Print exactly those lines that run from the beginning of the data to the line bearing "Mark each instance of the corrugated", inclusive.

(Point-per-instance localization data)
----

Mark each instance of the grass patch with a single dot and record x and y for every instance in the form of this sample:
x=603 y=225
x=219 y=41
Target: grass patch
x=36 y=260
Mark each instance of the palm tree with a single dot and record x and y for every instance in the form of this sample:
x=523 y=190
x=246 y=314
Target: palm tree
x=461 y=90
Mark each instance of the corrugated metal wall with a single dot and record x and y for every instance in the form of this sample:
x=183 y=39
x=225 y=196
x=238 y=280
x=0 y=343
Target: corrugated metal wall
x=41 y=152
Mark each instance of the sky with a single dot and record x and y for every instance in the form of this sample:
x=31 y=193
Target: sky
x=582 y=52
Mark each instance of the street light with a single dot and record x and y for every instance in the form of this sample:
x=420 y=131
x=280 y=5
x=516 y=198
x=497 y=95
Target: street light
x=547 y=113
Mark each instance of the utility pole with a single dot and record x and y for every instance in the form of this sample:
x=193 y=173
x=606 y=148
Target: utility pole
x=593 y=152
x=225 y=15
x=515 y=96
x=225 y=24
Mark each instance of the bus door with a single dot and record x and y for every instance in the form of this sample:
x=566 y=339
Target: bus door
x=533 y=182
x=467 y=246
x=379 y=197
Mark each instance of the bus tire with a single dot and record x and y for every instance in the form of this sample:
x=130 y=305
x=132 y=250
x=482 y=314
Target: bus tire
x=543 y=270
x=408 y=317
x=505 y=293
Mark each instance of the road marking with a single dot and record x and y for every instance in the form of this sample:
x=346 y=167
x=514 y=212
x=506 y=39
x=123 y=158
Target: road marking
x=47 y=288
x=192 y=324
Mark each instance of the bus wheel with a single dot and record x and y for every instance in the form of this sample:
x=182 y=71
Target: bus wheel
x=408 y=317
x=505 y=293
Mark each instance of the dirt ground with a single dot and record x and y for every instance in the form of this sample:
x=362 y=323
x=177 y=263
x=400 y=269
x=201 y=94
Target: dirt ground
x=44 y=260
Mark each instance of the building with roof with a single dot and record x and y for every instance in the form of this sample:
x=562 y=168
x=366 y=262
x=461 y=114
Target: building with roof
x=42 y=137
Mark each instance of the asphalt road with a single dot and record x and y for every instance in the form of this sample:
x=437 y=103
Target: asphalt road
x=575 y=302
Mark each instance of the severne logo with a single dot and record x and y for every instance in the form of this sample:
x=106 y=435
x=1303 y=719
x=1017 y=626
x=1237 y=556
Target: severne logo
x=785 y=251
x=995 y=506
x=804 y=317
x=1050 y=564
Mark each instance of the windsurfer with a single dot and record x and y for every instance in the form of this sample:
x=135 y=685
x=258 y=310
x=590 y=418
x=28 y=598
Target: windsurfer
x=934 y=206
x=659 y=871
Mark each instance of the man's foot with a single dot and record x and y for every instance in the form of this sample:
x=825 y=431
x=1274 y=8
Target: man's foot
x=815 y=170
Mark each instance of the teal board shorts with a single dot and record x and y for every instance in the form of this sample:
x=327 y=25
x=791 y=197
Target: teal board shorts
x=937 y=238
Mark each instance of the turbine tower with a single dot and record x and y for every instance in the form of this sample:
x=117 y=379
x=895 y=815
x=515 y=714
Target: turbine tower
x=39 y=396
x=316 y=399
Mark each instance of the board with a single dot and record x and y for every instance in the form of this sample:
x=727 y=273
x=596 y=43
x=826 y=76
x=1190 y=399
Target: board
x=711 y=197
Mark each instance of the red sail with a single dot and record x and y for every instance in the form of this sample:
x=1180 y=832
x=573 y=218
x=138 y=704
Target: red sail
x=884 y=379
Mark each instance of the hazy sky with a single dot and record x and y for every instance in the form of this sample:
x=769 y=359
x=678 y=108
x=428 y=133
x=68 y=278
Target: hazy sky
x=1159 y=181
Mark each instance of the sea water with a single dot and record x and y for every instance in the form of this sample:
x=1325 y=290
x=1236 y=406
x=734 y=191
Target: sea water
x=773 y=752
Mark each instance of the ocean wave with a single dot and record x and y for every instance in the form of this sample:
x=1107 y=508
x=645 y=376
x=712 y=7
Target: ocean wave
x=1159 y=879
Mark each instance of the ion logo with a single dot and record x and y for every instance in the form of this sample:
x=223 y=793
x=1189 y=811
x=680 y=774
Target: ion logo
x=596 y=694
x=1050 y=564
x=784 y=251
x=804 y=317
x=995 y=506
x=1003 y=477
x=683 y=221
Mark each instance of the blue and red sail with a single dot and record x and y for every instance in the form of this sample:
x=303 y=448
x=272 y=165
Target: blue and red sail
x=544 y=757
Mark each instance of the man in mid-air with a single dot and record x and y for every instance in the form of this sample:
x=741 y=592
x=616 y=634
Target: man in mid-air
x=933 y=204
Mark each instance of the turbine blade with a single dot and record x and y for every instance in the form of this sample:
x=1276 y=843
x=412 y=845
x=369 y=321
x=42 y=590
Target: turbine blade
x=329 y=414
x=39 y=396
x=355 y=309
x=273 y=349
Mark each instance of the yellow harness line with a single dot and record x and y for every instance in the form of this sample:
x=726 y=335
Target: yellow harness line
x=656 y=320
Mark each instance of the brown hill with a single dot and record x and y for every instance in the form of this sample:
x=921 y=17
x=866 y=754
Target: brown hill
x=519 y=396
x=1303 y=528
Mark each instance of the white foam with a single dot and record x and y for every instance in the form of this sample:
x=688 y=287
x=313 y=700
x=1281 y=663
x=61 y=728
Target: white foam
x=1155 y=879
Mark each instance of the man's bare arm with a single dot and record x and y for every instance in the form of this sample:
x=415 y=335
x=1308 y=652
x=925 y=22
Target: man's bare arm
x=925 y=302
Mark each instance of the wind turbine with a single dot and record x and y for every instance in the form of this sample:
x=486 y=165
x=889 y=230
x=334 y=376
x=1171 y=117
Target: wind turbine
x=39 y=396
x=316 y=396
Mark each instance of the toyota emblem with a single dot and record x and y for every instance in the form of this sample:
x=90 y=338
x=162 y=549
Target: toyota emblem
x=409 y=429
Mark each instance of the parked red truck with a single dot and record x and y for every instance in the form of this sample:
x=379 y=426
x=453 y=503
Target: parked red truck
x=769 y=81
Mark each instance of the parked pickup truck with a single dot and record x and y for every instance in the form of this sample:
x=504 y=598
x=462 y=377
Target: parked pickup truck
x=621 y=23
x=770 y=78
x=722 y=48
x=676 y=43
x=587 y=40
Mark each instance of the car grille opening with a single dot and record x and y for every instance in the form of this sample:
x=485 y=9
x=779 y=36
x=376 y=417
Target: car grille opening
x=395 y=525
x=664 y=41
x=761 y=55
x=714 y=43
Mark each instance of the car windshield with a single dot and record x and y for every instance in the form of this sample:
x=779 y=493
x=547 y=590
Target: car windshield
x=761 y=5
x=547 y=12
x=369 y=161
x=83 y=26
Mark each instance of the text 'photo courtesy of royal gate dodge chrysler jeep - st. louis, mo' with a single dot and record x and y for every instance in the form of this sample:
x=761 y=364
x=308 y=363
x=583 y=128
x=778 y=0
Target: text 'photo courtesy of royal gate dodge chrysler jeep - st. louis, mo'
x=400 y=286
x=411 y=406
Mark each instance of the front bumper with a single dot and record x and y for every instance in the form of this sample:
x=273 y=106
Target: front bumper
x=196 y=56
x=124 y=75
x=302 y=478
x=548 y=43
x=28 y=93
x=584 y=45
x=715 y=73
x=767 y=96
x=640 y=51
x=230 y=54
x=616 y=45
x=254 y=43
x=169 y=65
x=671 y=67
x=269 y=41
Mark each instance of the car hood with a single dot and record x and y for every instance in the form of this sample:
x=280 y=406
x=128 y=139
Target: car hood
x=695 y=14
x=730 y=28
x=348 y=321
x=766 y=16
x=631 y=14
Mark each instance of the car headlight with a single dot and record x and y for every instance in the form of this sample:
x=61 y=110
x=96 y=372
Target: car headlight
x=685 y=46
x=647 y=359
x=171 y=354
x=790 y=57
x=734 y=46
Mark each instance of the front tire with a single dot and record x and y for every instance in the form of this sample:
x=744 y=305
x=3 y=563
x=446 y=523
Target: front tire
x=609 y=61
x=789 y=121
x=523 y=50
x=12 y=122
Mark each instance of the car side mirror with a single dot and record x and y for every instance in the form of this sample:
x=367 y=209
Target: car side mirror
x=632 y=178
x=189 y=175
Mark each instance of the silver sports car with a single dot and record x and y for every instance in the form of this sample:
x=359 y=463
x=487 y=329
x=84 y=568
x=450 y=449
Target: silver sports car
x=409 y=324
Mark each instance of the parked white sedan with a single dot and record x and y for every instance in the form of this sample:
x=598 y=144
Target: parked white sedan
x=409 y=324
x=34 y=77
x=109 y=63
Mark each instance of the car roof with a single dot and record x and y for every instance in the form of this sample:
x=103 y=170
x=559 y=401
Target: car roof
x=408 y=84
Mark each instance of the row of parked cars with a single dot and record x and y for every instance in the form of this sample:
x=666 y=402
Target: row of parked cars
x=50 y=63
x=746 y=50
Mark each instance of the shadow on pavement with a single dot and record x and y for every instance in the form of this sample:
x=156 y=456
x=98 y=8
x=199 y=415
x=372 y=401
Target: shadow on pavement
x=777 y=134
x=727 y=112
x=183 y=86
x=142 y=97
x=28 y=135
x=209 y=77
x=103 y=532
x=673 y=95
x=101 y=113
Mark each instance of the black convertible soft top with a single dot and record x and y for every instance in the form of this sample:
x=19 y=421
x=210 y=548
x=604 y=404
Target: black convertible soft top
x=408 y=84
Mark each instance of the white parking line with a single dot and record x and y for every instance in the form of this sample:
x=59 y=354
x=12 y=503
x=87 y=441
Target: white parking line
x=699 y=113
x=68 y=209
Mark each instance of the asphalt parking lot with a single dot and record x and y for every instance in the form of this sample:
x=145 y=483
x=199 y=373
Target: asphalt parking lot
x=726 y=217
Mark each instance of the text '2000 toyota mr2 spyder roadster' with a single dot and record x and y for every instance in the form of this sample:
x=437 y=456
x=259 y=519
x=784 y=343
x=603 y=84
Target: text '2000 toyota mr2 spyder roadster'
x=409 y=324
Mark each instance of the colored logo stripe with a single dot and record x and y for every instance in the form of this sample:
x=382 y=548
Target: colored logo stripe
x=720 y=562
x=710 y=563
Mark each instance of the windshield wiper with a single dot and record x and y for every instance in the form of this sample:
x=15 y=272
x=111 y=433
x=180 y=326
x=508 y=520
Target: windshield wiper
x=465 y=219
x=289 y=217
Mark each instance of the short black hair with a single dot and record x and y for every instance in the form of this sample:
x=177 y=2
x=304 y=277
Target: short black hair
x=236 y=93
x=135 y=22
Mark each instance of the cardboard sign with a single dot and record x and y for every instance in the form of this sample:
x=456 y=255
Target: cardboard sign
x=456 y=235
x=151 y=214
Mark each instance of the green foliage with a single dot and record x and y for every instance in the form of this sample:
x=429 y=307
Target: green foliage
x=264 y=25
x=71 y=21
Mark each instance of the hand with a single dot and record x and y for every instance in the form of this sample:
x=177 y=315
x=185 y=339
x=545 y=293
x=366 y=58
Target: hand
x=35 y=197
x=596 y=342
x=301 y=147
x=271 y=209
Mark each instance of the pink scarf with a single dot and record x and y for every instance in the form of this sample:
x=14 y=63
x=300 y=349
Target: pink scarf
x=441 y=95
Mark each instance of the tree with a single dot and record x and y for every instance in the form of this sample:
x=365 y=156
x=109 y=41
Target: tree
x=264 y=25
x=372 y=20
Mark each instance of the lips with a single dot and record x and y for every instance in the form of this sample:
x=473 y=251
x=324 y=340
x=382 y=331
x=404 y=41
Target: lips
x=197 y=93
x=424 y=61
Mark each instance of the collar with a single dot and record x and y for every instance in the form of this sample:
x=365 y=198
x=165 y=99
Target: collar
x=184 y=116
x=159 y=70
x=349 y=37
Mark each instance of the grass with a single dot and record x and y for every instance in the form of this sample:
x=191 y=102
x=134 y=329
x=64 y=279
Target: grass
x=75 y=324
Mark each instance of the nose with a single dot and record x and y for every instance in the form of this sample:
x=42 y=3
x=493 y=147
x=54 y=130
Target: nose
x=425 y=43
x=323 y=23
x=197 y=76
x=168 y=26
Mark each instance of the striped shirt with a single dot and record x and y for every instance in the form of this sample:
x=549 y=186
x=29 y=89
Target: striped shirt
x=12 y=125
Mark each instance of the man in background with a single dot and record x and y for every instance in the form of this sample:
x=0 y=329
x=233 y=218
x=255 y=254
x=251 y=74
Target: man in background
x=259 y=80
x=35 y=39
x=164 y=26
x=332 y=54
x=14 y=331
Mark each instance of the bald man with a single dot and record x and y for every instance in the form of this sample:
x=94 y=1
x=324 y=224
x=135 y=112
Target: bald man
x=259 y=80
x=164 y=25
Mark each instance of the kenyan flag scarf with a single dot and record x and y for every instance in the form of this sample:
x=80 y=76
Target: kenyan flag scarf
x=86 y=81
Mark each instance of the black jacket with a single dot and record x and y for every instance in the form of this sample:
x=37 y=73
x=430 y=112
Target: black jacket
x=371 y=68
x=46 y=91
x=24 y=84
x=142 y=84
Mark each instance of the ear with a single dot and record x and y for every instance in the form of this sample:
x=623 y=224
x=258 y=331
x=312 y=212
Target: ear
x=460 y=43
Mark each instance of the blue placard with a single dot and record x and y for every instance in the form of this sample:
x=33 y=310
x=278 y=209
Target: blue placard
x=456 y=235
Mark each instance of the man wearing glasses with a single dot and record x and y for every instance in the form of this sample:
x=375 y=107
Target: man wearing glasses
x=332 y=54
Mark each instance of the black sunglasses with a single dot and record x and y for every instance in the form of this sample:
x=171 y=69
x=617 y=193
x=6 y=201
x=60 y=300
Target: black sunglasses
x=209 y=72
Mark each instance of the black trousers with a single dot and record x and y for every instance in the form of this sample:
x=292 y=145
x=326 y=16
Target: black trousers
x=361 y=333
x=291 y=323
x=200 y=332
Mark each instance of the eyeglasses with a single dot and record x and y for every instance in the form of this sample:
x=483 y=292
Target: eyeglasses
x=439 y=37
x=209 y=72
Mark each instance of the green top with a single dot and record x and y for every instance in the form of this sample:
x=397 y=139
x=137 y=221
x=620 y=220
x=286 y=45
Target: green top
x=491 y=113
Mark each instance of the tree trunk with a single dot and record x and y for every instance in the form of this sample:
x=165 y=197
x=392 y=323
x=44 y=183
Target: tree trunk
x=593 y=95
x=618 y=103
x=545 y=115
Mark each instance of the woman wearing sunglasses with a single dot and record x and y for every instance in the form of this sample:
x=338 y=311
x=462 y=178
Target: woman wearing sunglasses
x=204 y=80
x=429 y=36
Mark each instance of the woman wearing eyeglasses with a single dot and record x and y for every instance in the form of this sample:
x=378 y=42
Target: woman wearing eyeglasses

----

ANSWER SECTION:
Mark each instance of the grass patch with a single dot and record x and y for every instance in the form of this sample:
x=603 y=225
x=219 y=41
Target: grass patch
x=36 y=260
Mark each instance of the palm tree with a single dot and record x and y for every instance in the form of this sample:
x=523 y=190
x=246 y=314
Target: palm tree
x=461 y=90
Mark each instance of the corrugated metal wall with a single dot and record x and y for every instance in the form of this sample:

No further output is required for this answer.